## WHAT IS ASKED
Throughout the records below, replace "one point per instance" with "one point for each instance" and leave every other word unchanged.

Coordinate annotation records
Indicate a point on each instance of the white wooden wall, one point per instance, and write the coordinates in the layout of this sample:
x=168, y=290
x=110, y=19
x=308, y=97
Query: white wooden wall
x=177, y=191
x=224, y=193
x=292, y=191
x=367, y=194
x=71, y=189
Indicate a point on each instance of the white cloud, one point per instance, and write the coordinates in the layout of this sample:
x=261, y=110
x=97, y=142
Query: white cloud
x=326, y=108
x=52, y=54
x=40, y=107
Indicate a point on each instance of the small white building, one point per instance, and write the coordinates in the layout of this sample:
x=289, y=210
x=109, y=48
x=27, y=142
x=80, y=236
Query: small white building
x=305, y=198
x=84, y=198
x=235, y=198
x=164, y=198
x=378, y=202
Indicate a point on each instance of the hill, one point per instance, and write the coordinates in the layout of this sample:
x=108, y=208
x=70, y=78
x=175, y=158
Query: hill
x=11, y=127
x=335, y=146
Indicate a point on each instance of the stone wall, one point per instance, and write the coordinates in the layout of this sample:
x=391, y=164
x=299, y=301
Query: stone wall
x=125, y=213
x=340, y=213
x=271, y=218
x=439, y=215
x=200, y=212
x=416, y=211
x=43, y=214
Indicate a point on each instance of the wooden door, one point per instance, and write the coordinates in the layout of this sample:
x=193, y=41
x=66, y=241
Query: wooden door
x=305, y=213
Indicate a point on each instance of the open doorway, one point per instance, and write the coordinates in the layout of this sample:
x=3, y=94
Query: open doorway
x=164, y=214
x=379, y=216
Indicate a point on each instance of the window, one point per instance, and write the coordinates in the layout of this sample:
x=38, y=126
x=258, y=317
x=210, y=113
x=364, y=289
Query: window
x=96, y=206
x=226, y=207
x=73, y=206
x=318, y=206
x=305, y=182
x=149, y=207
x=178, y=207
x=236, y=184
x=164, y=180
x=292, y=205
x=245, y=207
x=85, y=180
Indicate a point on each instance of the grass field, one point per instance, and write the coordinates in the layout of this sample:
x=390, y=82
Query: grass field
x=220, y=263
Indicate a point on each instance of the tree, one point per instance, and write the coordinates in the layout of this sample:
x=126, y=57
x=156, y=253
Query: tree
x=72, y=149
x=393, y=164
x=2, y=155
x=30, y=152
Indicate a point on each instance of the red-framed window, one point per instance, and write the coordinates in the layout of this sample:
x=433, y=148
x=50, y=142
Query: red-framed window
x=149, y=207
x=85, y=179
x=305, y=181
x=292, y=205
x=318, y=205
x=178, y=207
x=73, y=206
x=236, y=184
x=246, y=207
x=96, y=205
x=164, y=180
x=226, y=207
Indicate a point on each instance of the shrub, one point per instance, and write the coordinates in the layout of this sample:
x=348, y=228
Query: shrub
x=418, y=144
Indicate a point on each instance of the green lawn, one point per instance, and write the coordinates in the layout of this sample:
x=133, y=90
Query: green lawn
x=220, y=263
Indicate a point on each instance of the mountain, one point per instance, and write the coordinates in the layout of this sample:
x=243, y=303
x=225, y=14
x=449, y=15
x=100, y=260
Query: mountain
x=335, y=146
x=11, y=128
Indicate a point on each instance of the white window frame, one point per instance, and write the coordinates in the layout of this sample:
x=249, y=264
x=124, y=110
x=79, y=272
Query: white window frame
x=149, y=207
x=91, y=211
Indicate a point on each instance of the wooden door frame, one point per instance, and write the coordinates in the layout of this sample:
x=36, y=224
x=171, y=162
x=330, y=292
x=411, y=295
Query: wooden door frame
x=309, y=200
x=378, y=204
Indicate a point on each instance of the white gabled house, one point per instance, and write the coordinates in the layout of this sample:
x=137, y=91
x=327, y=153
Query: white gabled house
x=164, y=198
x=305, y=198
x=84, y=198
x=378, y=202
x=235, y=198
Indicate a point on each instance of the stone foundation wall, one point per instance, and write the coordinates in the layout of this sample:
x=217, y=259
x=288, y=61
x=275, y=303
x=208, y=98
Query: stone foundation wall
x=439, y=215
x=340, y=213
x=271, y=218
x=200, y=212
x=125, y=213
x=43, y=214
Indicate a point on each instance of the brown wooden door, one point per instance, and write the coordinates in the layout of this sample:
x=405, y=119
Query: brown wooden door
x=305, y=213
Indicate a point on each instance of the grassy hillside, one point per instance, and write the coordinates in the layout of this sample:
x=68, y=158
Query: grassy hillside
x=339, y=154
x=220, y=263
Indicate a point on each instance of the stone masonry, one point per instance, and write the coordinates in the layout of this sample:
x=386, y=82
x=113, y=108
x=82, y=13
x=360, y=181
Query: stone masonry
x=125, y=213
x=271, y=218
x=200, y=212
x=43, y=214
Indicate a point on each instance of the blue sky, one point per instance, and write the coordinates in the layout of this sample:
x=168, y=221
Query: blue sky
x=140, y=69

## CORRECT RESPONSE
Indicate a point on each instance of the white wooden wall, one point for each instance, and write the coordinates in the layout of this sample:
x=168, y=290
x=110, y=19
x=308, y=97
Query: white wooden wall
x=177, y=191
x=224, y=193
x=292, y=191
x=367, y=194
x=71, y=189
Indicate a point on each instance of the white cloud, one point for each instance, and write the coordinates in the layout of this sample:
x=261, y=110
x=97, y=142
Query: white cloud
x=326, y=108
x=52, y=54
x=40, y=107
Indicate a point on each instance of the small white building, one point for each instance, and write the coordinates in the layout of this sample:
x=289, y=210
x=109, y=48
x=27, y=142
x=80, y=236
Query: small white building
x=305, y=198
x=84, y=198
x=235, y=198
x=164, y=198
x=378, y=202
Indicate a point on each instance of the hill, one point for each instance, and write the coordinates in the layout of this sample:
x=108, y=208
x=70, y=78
x=175, y=158
Query: hill
x=11, y=127
x=335, y=146
Indicate a point on each instance of the stone wall, one point for each instance, and write the coordinates in the layout of this sample:
x=391, y=164
x=299, y=301
Query: stone wall
x=125, y=213
x=340, y=213
x=271, y=218
x=439, y=215
x=200, y=212
x=416, y=211
x=43, y=214
Indicate a point on each instance of the wooden door, one point for each instance, and write the coordinates in the layout of this sample:
x=193, y=41
x=66, y=241
Query: wooden door
x=305, y=213
Indicate a point on each instance of the open doorway, one point for each instance, and write the coordinates in the layout of this sample:
x=3, y=94
Query: open doorway
x=164, y=214
x=379, y=216
Indicate a point on each instance of the window, one point for each instance, and write the coordinates in the layout of this sample:
x=38, y=126
x=258, y=317
x=210, y=113
x=364, y=289
Query: window
x=96, y=206
x=226, y=207
x=73, y=206
x=318, y=206
x=305, y=182
x=149, y=207
x=178, y=207
x=236, y=184
x=164, y=180
x=292, y=205
x=245, y=207
x=85, y=180
Indicate a point on each instance of the grass field, one point for each instance, and write the coordinates in the layout of this sample:
x=390, y=82
Query: grass field
x=220, y=263
Indicate a point on each instance of the tree, one point for each instance, and write the coordinates in the layout of this sample:
x=126, y=57
x=156, y=253
Query: tree
x=72, y=149
x=393, y=164
x=2, y=155
x=30, y=152
Indicate a point on each instance of the red-framed window, one point for each instance, and write the coordinates in the layout of this sample:
x=433, y=148
x=50, y=142
Query: red-framed window
x=149, y=207
x=85, y=179
x=305, y=181
x=292, y=205
x=318, y=205
x=178, y=207
x=73, y=206
x=236, y=184
x=246, y=207
x=96, y=205
x=164, y=180
x=226, y=207
Indicate a point on each instance of the shrub, one point for each instance, and write the coordinates in the layout of this sample:
x=348, y=228
Query: shrub
x=418, y=144
Indicate a point on each instance of the green lawn, one point for each instance, and write the coordinates in the layout of this sample:
x=133, y=90
Query: green lawn
x=220, y=263
Indicate a point on each instance of the mountain, one point for each instance, and write the coordinates in the layout of this sample:
x=243, y=303
x=225, y=14
x=449, y=15
x=100, y=260
Query: mountain
x=335, y=146
x=11, y=128
Indicate a point on each instance of the white window frame, one point for each instance, and write the coordinates in the layout of this sample:
x=249, y=264
x=124, y=110
x=79, y=272
Query: white window frame
x=149, y=207
x=91, y=211
Indicate a point on each instance of the wooden door frame, one point for each instance, and write the coordinates in the layout of this sample:
x=36, y=224
x=171, y=162
x=330, y=292
x=411, y=295
Query: wooden door frame
x=309, y=200
x=378, y=204
Indicate a point on each instance of the white gabled house, one point for each instance, and write the coordinates in the layout of this sample:
x=137, y=91
x=327, y=153
Query: white gabled house
x=164, y=198
x=305, y=198
x=84, y=198
x=378, y=202
x=235, y=198
Indicate a point on each instance of the stone foundation wall, one point for each instance, and write the coordinates in the layout of this sample:
x=217, y=259
x=288, y=61
x=275, y=303
x=208, y=98
Query: stone foundation wall
x=439, y=215
x=340, y=213
x=271, y=218
x=200, y=212
x=125, y=213
x=43, y=214
Indicate a point on each instance of the brown wooden door, one point for each instance, and write the coordinates in the layout of this sample:
x=405, y=119
Query: brown wooden door
x=305, y=213
Indicate a point on each instance of the grassy hillside, one point for each instance, and write the coordinates in the layout of this sample:
x=68, y=158
Query: grassy hillside
x=339, y=154
x=220, y=263
Indicate a point on each instance of the stone masonry, one point for each instance, and write the coordinates in the layout of this sample:
x=386, y=82
x=113, y=108
x=82, y=13
x=360, y=181
Query: stone masonry
x=125, y=213
x=271, y=218
x=200, y=212
x=43, y=214
Indicate a point on each instance of the blue sky, one point for each instance, and write the coordinates in the layout of this sample:
x=168, y=221
Query: blue sky
x=140, y=69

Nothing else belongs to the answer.